Description of the task:
From the records that follow, copy every line in which "blurred" appears.
Segment Start: Available data
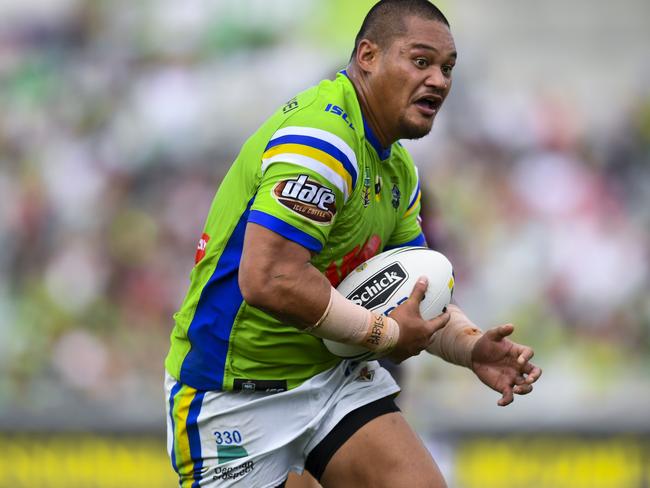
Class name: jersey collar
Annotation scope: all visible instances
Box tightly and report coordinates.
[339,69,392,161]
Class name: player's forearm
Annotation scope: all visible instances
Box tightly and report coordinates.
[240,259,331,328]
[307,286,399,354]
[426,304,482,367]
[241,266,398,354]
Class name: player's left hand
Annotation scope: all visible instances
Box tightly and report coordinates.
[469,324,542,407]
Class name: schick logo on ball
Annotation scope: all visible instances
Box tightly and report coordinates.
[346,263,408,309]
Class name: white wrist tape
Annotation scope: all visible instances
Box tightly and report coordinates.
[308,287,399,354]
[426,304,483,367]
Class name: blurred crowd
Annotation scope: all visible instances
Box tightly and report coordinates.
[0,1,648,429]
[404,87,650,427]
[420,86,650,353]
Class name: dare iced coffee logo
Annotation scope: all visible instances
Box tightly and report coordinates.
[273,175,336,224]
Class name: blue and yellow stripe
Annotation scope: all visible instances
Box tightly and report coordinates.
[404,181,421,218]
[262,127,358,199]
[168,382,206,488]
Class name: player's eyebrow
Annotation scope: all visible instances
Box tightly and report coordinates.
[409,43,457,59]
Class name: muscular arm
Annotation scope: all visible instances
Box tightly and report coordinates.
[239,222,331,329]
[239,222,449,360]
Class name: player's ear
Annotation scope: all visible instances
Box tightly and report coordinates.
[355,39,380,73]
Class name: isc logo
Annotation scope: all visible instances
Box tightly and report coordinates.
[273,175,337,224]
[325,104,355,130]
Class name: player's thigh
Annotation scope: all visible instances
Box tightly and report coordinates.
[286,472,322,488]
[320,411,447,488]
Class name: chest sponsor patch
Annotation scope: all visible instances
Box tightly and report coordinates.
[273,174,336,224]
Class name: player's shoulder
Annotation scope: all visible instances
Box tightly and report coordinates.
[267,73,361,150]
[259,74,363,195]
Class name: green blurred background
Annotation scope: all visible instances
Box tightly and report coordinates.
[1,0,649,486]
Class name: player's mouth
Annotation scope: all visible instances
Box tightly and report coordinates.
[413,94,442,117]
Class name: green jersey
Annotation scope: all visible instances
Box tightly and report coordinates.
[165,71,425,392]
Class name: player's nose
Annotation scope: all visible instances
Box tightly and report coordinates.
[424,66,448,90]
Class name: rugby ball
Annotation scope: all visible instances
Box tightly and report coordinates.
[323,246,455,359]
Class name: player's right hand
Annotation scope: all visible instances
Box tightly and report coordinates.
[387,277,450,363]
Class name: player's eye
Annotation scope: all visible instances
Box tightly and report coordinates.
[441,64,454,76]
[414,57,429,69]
Segment End: Available data
Result:
Class name: blurred crowd
Class name: green blurred background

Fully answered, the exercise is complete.